[Stored data entries]
◇ ◇ ◇

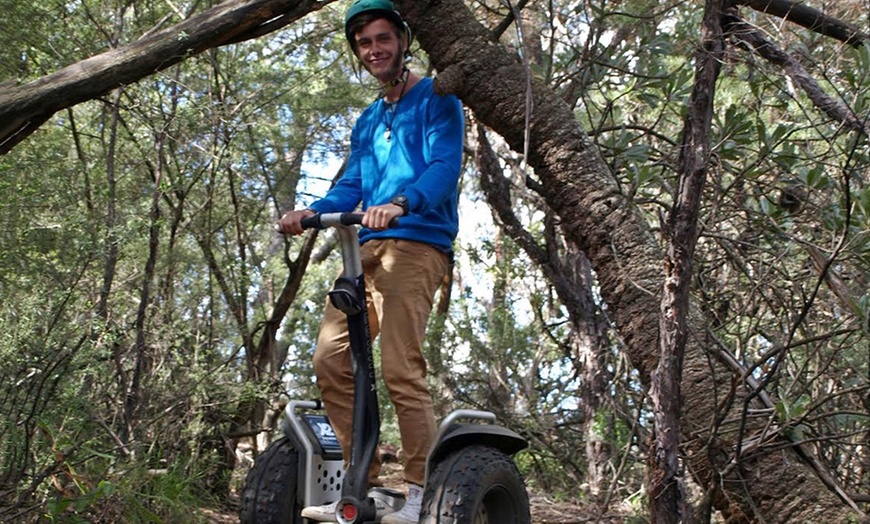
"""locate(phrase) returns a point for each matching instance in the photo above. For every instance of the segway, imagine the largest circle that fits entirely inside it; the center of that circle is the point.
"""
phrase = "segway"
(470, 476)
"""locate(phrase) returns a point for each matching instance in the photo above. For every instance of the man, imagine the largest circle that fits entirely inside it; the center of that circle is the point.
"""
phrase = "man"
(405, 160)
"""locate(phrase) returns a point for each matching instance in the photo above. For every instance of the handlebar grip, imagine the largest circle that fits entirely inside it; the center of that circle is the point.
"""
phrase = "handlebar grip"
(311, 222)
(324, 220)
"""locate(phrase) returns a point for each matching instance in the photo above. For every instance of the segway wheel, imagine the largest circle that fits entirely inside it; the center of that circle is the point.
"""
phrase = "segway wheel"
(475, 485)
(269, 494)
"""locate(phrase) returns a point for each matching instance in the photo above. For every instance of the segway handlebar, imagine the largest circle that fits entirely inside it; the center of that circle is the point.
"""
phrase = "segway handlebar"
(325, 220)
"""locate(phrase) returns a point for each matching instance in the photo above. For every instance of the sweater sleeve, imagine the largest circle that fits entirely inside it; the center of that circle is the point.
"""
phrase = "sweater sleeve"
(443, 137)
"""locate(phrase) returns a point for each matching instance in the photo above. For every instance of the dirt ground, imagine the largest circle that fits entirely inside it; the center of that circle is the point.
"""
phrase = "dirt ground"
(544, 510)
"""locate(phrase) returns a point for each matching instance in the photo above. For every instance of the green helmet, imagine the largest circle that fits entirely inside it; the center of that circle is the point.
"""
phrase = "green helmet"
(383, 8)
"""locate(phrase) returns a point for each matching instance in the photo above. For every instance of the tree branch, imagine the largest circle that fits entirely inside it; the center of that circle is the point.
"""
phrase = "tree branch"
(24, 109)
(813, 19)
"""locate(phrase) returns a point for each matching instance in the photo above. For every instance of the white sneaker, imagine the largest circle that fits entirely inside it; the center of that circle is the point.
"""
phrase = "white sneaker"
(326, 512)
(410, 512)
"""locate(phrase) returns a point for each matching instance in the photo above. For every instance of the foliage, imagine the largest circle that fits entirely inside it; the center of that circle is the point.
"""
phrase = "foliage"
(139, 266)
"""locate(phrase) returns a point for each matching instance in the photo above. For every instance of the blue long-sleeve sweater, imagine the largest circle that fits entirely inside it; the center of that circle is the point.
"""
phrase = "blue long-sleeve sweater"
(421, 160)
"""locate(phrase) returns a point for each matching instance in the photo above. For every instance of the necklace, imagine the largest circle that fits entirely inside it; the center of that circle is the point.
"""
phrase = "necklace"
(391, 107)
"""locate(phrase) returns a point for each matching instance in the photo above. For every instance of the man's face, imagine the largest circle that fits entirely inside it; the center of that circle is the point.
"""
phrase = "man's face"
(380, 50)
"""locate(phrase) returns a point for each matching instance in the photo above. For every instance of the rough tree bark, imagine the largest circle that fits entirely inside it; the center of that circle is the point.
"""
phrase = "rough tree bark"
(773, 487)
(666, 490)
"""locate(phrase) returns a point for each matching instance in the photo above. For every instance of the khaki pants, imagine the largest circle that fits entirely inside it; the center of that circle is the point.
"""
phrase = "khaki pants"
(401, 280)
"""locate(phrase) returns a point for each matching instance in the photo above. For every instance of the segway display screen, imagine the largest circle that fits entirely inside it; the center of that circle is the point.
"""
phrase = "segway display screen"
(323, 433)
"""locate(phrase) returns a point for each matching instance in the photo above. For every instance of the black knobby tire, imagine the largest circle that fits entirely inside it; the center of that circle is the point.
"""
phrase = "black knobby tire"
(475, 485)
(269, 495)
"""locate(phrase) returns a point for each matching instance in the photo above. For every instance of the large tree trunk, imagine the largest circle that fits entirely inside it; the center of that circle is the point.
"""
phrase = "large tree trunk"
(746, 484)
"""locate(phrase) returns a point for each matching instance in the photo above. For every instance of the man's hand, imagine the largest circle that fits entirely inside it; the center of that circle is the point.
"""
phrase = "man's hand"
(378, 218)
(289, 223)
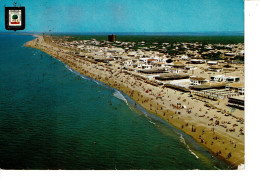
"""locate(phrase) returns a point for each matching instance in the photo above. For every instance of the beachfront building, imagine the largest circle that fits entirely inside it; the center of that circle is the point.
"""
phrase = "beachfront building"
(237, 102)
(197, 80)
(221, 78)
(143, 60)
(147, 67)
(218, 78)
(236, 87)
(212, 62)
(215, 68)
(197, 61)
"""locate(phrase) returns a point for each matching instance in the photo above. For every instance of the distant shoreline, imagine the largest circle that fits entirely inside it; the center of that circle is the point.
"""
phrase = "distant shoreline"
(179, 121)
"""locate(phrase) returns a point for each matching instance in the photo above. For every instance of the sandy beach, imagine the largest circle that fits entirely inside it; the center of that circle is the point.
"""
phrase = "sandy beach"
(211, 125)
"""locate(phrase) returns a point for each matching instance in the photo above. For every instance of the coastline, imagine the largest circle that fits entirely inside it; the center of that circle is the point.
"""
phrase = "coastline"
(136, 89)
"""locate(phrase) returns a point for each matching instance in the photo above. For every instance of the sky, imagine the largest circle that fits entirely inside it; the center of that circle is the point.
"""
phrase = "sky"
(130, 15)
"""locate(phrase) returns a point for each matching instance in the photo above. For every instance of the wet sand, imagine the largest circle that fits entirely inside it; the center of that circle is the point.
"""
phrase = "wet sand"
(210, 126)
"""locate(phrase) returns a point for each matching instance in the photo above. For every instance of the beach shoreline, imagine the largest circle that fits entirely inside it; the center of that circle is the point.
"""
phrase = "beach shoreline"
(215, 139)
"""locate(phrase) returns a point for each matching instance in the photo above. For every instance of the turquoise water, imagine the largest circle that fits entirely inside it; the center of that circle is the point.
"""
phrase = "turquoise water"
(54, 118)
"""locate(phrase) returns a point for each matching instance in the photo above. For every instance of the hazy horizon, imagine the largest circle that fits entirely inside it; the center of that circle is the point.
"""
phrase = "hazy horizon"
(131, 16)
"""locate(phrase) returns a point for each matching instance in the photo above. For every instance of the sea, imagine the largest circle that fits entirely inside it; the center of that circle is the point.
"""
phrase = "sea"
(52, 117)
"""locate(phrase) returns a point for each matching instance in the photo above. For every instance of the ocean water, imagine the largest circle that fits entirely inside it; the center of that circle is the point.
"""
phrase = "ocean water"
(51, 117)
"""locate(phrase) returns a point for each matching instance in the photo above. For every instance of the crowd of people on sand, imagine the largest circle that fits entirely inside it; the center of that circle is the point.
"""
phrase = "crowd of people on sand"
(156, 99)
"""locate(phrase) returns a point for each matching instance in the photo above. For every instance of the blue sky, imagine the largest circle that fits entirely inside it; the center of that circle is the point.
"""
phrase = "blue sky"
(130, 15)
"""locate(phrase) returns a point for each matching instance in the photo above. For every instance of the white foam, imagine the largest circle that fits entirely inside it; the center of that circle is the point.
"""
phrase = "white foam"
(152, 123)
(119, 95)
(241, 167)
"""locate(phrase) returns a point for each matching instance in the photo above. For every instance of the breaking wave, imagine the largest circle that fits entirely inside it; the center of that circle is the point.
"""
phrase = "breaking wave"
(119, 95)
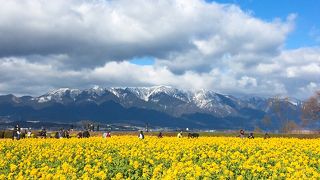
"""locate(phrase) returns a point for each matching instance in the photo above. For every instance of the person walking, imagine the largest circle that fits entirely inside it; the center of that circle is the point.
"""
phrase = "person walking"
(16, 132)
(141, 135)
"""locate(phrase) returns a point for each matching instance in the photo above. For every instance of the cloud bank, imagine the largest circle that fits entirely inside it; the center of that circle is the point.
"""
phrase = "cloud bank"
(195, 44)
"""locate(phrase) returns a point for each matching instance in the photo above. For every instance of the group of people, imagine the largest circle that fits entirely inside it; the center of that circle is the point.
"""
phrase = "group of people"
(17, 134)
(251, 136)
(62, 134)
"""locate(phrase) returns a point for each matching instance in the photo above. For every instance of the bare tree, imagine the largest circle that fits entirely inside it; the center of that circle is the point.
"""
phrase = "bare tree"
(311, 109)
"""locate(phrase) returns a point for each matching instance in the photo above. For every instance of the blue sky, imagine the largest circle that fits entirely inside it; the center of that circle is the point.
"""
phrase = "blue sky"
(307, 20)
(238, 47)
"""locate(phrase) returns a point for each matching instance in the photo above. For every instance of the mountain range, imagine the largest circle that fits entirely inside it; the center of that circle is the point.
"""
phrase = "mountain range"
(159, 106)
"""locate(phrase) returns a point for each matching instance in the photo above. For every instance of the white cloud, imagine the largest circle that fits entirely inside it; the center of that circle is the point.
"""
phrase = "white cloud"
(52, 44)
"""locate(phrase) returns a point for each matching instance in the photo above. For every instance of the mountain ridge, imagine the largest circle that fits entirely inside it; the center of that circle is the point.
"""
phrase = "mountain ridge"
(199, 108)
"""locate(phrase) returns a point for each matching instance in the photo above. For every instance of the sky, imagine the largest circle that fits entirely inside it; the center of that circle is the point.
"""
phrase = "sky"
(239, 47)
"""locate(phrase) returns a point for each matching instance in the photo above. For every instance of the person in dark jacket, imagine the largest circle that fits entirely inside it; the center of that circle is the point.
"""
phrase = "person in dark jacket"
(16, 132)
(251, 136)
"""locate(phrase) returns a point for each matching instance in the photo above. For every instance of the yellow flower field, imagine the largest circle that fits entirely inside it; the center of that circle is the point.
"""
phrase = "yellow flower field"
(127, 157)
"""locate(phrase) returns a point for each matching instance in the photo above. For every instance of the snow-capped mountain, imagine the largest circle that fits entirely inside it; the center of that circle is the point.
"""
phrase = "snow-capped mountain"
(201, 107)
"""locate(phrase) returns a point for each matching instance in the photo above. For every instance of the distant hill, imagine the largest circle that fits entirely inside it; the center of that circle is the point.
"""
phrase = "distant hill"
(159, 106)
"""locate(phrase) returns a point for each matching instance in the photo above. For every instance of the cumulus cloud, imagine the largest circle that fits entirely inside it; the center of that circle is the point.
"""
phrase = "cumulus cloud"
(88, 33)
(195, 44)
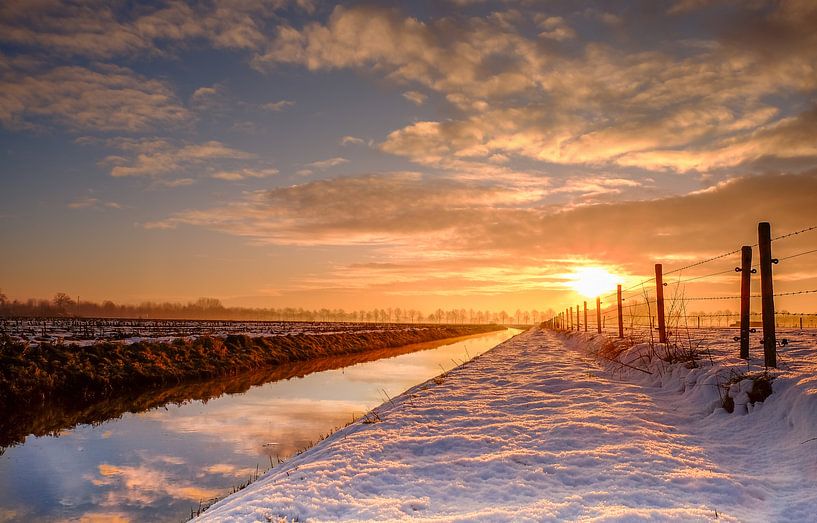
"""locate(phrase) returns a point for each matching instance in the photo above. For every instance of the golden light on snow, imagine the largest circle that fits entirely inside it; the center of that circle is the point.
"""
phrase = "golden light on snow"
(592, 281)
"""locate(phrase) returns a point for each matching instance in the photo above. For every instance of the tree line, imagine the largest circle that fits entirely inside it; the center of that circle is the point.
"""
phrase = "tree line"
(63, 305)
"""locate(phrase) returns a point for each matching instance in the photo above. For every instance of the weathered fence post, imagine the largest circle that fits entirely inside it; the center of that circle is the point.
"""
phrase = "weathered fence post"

◇ ◇ ◇

# Your objective:
Find the line that contains "of the yellow", then write out that line and every line after it through the end of the records, exactly. Leave the pictures out.

# Result for this exercise:
"""locate(phrase) returns a point for each matching instance in the photo above. For every instance of the yellow flower field, imagine the largest circle that fits entirely inside it; the center of that circle is the point.
"""
phrase = "yellow flower field"
(127, 157)
"""locate(phrase) returns a point for each matching instance in the photo above. For every instance of the snow-capped mountain, imagine the largest circle that fits entirely inside it; the center of that circle is the point.
"""
phrase = "snow-capped mountain"
(201, 107)
"""locate(phrase) returns a point for each matching instance in the photo above. For every instance of the distant hill, imagine the largest circle that fits entirely inside it; the center of that circle is the point.
"""
phrase = "distant hill"
(159, 106)
"""locate(phrase) returns a point for each matching instance in the photo above. For every instance of the cumulus cloud, imagine the largest circle that fits entirely inside it; the center of that circle is the point.
"""
phrase = "cumulus cloud"
(88, 33)
(195, 44)
"""locate(phrase) returns a point for each matching instance in the photo above. For every instance of the golden light on snow, imagine the largest circle that fits entirely inside it; the center of that circle is the point.
"""
phrase = "golden light on snow"
(592, 281)
"""locate(phrase) returns a point for each matching instance in the photo above. For every instance of the tree line, imagine the largest circle that fits entirely inside it; the center of that circle is the point.
"""
phrase = "tree line"
(63, 305)
"""locate(phrase) returns a point for each matching instance in the photo above. For every instance of the weathered fence post, imagine the largest circle that fits entirely inside it; the center of that circle is the point.
"""
phrase = "weathered fence post"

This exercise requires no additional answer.